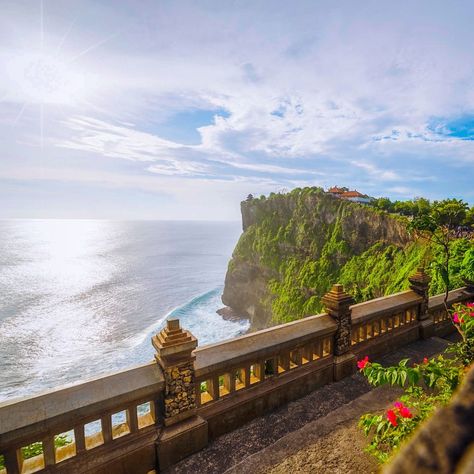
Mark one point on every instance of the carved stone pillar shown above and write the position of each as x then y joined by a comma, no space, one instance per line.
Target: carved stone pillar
184,432
337,303
420,284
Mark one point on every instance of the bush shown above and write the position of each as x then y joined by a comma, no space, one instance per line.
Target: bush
426,386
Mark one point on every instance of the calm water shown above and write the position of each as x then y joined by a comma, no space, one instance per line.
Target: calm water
82,298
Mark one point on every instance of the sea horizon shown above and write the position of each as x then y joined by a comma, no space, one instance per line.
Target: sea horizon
82,297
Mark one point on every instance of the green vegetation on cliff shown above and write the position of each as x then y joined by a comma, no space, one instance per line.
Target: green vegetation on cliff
296,245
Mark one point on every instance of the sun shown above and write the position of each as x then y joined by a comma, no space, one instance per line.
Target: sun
47,79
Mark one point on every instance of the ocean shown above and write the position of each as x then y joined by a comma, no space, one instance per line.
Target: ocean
81,298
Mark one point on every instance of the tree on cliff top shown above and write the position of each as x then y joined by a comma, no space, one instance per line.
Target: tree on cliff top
437,227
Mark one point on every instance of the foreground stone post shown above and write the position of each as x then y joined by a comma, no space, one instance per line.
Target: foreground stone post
337,303
184,432
420,284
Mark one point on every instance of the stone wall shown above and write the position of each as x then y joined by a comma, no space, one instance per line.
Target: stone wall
445,443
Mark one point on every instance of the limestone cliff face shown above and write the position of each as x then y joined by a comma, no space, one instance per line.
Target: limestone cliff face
295,246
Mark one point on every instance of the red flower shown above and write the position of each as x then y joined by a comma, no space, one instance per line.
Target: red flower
362,363
392,417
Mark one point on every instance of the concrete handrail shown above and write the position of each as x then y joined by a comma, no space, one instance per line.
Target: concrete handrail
257,345
384,305
69,409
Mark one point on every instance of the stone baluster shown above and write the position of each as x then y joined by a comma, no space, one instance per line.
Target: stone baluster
420,284
174,354
337,303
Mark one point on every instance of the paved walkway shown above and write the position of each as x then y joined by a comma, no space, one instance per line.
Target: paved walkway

_Given task_. Repeat word for word the lines of the entries above, starting with the line that contains "Mark one point on every instance of the red" and going on through the final line of the entries.

_Expected output_.
Mark one point on every instance of the red flower shown above and write the position of each as x then y joined by a comma, no space, one instance per line.
Target: red flower
362,363
392,417
Mark one point on every instance of the concrete handrail shown above and write the position of each as x then y joined by a comma, no space, one instance per line.
Target: concrete handrail
257,345
384,305
69,409
Mark one point on every instance of the stone baluster shown above and write the position of each as x then y joined by a comma, no space, one instance per line.
Target: stone baluster
420,284
174,354
337,303
Mark one point on every instance of the paved walkway shown above and write the position of each as x then y joined by a comma, no space, one instance per line.
Target: paved walkway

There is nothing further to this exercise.